### SELECTION
>>>

Joja Wendt (born 31 July 1964 as Johan Wendt) is a German jazz pianist and composer.

Education and early career
Wendt was born in Hamburg. The son of a female singer and a doctor, he began playing the piano at the age of four. He decided soon after leaving school at the Lise-Meitner-Gymnasium in Osdorf, Hamburg to turn to jazz. He then played regularly in the Hamburg music pub Sperl, where he was discovered by Joe Cocker. Cocker took Wendt as the opening act of his tour of Germany, so he became known quickly throughout the country.

<<<

### WHAT TO WORK ON
- A) In the text about Joja Wendt, who discovered him at the Hamburg music pub Sperl?
- B) Return, word for word, the part of the Joja Wendt text starting at "Joja Wendt (born" and ending at "throughout the country.".

### RECORD SET
>>>

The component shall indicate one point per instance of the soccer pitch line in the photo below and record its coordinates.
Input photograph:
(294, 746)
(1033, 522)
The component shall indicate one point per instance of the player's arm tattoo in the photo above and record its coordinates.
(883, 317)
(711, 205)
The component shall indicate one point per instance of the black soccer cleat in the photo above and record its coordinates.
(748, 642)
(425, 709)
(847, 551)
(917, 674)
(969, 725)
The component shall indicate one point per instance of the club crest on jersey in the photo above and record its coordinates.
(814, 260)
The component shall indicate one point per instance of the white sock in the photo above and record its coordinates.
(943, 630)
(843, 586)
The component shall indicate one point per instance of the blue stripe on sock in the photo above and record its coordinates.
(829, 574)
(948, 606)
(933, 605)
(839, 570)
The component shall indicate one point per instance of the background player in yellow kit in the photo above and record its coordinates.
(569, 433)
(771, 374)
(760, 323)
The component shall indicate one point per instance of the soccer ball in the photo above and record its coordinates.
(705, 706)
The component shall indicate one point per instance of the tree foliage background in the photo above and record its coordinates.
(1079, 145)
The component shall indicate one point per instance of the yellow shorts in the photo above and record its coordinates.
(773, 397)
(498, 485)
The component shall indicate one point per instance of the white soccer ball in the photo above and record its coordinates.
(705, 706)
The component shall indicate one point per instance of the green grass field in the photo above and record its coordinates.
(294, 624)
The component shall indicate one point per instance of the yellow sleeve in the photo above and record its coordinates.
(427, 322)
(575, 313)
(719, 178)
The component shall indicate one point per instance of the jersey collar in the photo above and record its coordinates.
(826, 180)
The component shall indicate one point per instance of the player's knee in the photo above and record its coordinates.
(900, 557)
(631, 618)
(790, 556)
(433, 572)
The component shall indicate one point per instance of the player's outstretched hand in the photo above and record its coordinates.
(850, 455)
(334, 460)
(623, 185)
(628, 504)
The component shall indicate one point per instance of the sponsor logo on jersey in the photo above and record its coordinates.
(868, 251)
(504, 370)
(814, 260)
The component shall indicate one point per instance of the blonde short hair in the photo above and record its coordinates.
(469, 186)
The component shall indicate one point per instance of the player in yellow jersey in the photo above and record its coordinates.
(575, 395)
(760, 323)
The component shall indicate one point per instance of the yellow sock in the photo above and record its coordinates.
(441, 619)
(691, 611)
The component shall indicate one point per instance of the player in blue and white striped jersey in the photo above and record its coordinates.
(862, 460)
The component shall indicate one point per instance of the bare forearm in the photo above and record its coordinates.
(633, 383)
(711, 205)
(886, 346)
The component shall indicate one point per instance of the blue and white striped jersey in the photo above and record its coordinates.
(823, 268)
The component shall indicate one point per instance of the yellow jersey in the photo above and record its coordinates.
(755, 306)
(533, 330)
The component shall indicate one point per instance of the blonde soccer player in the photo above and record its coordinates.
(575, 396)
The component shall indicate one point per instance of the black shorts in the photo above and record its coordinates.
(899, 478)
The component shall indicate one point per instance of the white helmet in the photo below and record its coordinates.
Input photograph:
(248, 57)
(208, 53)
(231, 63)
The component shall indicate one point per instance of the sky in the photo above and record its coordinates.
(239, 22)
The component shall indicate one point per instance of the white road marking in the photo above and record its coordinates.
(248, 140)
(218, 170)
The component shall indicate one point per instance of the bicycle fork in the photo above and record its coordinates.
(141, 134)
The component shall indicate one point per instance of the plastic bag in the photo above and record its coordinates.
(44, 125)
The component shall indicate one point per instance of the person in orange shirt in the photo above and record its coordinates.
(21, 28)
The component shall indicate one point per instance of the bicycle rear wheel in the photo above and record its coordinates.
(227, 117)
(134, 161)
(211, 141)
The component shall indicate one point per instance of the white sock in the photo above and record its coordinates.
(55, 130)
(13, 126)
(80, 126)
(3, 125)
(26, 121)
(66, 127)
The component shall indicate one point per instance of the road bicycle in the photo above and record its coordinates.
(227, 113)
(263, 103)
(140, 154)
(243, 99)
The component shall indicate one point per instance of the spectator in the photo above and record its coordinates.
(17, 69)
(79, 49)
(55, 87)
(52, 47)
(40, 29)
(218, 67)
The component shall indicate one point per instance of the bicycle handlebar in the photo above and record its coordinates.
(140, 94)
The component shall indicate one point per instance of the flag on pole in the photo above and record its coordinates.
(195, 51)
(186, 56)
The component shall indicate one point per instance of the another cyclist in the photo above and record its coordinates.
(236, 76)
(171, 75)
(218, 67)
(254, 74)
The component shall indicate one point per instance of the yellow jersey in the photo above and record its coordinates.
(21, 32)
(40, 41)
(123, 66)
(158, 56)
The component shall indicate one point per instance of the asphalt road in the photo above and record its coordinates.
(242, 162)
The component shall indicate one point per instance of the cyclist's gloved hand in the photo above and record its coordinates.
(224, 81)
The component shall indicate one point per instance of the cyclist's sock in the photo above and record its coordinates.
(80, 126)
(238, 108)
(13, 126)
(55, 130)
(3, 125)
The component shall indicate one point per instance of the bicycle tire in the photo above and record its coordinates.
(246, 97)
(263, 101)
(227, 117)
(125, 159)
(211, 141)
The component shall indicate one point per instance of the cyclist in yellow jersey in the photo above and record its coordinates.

<<<

### RESPONSES TO THE TASKS
- A) Joe Cocker

- B)
Joja Wendt (born 31 July 1964 as Johan Wendt) is a German jazz pianist and composer.

Education and early career
Wendt was born in Hamburg. The son of a female singer and a doctor, he began playing the piano at the age of four. He decided soon after leaving school at the Lise-Meitner-Gymnasium in Osdorf, Hamburg to turn to jazz. He then played regularly in the Hamburg music pub Sperl, where he was discovered by Joe Cocker. Cocker took Wendt as the opening act of his tour of Germany, so he became known quickly throughout the country.